● **Instructions to follow**: Turn the rows below into a JSON list of strings with one string per line, starting at the line containing "Give the outline of every instance of the black" and ending with the line containing "181), (39, 180)]", both included. Leave out blank lines and anything outside that range.

● **Data for processing**:
"""

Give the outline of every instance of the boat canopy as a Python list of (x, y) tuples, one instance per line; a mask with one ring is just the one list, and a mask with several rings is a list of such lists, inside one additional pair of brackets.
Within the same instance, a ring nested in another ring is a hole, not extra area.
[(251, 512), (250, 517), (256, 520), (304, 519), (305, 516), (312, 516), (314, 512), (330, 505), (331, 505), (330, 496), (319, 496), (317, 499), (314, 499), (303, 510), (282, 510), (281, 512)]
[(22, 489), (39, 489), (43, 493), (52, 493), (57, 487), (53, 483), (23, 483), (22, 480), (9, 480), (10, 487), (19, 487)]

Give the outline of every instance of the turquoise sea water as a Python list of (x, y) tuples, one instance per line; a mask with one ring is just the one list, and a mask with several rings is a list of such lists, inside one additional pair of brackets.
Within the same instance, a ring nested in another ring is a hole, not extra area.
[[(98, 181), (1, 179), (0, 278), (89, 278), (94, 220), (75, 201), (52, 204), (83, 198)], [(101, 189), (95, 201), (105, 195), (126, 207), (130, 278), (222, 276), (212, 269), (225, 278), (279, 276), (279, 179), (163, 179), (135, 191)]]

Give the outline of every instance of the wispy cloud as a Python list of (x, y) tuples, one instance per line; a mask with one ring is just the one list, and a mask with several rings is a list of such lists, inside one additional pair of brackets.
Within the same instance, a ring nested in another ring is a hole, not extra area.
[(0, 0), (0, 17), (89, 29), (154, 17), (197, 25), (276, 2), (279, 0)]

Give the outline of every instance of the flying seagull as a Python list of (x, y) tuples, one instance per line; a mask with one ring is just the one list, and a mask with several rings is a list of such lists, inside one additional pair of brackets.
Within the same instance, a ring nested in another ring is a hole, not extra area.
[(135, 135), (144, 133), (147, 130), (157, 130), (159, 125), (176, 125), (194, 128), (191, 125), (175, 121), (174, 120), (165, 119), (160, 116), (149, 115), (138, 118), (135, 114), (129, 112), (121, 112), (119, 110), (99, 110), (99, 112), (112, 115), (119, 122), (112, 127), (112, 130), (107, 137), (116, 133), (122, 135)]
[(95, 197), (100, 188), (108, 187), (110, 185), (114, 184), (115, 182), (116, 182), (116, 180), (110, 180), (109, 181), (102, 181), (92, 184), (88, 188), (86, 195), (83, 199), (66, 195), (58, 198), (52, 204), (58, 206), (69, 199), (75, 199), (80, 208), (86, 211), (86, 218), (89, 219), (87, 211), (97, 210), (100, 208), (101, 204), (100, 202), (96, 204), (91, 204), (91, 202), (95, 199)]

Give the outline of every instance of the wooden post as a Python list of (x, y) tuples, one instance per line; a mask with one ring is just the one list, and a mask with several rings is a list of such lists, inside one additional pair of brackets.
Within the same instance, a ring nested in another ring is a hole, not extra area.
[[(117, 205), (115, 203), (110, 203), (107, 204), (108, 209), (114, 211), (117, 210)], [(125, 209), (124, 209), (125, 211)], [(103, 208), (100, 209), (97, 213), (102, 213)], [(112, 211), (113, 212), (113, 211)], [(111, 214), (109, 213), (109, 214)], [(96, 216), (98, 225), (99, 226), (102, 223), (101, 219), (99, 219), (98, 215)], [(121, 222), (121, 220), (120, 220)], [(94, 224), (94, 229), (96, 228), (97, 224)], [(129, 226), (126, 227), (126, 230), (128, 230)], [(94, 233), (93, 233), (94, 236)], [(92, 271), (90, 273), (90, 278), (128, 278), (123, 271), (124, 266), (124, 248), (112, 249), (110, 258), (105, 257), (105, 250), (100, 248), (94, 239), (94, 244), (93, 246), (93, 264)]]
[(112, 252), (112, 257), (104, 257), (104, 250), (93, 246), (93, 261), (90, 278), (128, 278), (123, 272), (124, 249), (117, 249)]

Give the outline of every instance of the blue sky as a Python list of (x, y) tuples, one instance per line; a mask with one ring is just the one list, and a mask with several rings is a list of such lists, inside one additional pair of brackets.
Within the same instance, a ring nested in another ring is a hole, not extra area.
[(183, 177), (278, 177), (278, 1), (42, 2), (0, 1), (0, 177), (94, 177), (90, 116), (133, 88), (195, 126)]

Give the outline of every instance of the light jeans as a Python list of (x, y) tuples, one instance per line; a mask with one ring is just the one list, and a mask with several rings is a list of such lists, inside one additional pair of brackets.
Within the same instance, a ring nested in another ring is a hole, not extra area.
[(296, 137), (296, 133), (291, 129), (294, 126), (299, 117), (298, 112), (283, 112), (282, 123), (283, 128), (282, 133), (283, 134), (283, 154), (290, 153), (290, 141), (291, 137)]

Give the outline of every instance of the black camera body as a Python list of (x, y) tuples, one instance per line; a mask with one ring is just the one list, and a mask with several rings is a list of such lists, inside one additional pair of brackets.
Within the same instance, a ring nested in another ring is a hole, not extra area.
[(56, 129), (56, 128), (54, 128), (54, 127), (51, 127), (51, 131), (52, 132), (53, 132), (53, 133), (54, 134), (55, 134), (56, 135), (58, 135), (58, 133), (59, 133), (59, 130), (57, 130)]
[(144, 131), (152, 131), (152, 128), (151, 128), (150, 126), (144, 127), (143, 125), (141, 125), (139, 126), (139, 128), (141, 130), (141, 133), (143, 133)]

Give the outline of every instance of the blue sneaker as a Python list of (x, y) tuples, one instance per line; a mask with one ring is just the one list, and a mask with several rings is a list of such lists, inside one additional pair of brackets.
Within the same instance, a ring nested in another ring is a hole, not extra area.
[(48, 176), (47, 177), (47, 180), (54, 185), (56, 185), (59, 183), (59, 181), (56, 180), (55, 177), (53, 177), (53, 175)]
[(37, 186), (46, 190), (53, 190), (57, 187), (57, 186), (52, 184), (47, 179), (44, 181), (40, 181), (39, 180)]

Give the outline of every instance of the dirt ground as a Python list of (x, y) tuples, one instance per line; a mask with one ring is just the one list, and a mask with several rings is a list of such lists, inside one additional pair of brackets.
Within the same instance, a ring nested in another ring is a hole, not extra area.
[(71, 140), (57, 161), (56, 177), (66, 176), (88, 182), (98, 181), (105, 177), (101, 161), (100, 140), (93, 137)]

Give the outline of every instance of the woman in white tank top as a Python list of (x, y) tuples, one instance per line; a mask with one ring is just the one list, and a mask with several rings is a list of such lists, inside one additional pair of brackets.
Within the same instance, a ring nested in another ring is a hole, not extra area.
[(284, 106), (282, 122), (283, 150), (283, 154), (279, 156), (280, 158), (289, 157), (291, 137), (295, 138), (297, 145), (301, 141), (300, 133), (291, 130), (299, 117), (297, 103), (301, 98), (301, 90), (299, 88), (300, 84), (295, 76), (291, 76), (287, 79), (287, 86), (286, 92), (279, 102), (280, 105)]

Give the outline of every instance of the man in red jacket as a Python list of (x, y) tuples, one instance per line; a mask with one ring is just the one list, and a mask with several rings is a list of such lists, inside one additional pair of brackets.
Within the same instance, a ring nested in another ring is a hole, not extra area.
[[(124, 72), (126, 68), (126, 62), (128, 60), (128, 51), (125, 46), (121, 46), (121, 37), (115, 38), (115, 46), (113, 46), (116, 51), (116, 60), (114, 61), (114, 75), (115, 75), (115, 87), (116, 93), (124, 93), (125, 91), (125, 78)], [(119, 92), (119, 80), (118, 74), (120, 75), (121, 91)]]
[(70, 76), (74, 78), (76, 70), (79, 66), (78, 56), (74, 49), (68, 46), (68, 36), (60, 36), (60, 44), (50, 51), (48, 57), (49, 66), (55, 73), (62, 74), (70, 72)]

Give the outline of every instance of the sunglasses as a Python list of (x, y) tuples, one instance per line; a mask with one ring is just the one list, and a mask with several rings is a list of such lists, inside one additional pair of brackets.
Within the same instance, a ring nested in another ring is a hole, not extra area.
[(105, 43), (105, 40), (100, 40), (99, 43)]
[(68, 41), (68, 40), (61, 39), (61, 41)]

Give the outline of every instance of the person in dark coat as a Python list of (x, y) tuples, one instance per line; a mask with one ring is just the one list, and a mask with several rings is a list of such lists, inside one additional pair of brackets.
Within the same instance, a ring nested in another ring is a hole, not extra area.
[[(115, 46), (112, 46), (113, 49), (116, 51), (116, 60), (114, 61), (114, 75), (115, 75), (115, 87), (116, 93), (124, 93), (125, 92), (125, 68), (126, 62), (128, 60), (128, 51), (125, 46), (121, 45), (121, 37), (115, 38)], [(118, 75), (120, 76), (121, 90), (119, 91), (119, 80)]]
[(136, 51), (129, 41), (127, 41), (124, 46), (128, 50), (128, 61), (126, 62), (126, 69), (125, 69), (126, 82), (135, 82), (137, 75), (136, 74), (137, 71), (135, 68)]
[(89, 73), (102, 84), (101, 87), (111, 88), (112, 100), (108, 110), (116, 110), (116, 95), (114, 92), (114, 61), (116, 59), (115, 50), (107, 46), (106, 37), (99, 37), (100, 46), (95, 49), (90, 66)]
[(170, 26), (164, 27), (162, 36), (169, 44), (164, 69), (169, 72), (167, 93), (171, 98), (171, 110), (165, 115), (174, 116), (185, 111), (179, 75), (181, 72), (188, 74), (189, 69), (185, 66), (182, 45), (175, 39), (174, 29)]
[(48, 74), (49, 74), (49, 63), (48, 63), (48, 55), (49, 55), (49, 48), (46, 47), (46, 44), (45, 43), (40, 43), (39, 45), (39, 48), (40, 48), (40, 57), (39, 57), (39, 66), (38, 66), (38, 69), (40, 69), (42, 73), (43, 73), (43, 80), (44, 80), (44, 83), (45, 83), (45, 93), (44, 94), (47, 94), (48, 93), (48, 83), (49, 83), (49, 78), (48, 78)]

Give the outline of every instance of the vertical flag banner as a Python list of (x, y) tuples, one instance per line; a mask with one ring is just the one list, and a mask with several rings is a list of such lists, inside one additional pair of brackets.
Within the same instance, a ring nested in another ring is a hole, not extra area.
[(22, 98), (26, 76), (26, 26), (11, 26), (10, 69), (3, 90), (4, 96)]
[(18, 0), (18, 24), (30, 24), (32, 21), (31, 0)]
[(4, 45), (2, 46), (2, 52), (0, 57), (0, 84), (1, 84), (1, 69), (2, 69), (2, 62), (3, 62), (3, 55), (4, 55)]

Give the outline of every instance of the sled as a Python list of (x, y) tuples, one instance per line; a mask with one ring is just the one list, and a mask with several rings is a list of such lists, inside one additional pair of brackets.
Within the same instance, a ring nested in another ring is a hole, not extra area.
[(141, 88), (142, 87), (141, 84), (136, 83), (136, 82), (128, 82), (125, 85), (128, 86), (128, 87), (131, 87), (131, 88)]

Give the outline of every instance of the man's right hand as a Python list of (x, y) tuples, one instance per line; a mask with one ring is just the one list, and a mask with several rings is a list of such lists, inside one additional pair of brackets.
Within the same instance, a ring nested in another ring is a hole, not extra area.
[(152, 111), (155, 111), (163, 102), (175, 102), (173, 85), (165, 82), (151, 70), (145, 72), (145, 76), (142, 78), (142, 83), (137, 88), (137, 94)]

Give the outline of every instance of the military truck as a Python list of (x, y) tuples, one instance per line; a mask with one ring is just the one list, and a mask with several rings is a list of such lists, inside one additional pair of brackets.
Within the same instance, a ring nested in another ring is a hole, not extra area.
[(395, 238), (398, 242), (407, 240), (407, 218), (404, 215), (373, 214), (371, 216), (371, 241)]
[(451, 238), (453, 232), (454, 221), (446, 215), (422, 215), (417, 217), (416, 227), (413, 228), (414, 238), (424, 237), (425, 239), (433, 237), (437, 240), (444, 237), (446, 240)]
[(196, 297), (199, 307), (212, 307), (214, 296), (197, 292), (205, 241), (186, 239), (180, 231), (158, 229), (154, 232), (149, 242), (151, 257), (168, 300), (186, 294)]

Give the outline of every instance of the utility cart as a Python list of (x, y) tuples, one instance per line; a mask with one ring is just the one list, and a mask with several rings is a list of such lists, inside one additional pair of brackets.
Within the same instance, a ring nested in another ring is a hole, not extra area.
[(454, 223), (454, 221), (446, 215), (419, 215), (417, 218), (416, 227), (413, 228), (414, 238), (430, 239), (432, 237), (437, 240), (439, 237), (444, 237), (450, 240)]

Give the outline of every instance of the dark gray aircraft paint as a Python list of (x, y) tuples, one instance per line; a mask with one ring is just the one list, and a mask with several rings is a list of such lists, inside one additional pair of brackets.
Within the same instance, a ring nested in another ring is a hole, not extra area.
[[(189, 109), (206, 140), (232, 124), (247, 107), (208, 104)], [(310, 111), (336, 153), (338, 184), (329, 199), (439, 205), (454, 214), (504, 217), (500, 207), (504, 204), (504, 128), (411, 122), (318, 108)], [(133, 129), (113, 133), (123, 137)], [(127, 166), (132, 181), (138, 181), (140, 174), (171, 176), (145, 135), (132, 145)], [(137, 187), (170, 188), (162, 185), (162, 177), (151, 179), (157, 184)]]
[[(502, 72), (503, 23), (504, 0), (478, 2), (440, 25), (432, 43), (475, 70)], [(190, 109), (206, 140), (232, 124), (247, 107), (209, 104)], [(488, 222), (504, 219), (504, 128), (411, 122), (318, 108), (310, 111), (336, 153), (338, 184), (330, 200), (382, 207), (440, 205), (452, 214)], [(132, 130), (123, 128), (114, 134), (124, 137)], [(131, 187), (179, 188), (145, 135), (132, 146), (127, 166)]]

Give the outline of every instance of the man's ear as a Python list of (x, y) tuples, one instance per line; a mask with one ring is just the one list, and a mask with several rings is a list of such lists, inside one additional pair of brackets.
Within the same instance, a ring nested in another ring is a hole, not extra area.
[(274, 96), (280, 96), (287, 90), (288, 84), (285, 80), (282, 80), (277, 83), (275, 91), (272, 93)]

"""

● **Solution for this exercise**:
[
  "Give the outline of every instance of the black camera body as a Python list of (x, y) tuples, one instance per line; a mask with one ring is just the one list, and a mask with several rings is a list of such lists, inside one additional pair of brackets.",
  "Within the same instance, a ring nested in another ring is a hole, not extra area.",
  "[(56, 129), (56, 128), (54, 128), (54, 127), (51, 127), (51, 131), (52, 132), (53, 132), (53, 133), (54, 134), (55, 134), (56, 135), (58, 135), (58, 133), (59, 133), (59, 130), (57, 130)]",
  "[(144, 131), (152, 131), (152, 128), (151, 128), (150, 126), (144, 127), (143, 125), (141, 125), (139, 126), (139, 128), (141, 130), (141, 133), (143, 133)]",
  "Give the outline of every instance of the blue sneaker as a Python list of (x, y) tuples, one instance per line; a mask with one ring is just the one list, and a mask with several rings is a list of such lists, inside one additional pair of brackets.",
  "Within the same instance, a ring nested in another ring is a hole, not extra area.",
  "[(48, 176), (47, 177), (47, 180), (54, 185), (56, 185), (59, 183), (59, 181), (56, 180), (55, 177), (53, 177), (53, 175)]",
  "[(37, 186), (46, 190), (53, 190), (57, 187), (57, 186), (52, 184), (47, 179), (44, 181), (40, 181), (39, 180)]"
]